Tourism and Economic Growths in Africa an Insight
Nicholas Attamah
Department of Economics Enugu State University of Science and Technology (ESUT) Enugu,
Nigeria.
ABSTRACT
Tourism is one of the primary drivers of economic growth and job creation in emerging
economies throughout the world. Africa‟s unique history and natural wonders are gaining
attention amid the local and global increase in cultural, heritage, and development
tourism. Based on analyses of various countries‟ governance and business environments, it
is clear that numerous African countries present tremendous promise to become or remain
vibrant hosts for tourists, investors, and entrepreneurs, which can drive employment for
low-skilled workers and economic inclusion for women and youth. A recent World Bank
study classified African countries into four performance categories: “pre-emergent,”
“potential,” “emerging,” and “consolidating” tourism destinations. The performance of
countries was based on indicators such as the ease of doing business; the competitiveness
in terms of tourism regulation, infrastructure, and resources; the tourism receipts per longhaul arrivals; the international arrival per head of population; and the forecast of growth in
tourism arrivals. Tourism has since become integral to economic development policies.
Several countries recently increased their efforts to advance their travel and tourism
industries.

- Recorded data:

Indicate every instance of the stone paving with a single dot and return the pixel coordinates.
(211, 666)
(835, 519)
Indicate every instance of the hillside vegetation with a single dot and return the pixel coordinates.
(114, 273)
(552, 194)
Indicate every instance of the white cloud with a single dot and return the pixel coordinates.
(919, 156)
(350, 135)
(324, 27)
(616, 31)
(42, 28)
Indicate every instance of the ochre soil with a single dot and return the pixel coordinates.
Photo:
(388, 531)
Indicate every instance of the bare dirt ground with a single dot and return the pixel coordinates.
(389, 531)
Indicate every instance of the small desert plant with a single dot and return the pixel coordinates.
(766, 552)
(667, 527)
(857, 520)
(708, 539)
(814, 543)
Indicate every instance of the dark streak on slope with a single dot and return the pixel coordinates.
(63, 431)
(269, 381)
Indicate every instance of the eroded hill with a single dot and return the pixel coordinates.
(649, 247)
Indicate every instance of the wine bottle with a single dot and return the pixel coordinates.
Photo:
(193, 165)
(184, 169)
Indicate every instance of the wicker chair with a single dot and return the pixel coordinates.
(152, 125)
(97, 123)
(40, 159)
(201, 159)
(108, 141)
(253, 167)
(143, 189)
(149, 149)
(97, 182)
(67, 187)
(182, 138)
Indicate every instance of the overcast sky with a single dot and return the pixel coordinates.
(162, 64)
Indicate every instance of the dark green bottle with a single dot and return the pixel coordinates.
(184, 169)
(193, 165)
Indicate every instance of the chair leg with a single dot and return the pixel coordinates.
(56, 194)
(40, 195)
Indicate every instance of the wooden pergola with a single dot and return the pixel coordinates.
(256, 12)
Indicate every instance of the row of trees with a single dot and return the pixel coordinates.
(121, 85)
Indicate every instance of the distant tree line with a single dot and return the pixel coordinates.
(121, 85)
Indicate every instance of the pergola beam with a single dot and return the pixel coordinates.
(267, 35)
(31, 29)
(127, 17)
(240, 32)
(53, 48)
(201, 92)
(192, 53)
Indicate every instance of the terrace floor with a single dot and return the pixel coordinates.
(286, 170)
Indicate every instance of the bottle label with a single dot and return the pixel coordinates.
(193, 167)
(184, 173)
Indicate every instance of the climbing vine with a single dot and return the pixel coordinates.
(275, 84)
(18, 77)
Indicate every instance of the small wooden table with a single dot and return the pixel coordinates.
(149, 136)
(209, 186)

- Task description:
According to the abstract on tourism in Africa, into which four performance categories did a recent World Bank study classify African countries? The entries have no connection to the abstract on tourism in Africa.

- Written solution:
Pre-emergent, potential, emerging, and consolidating tourism destinations.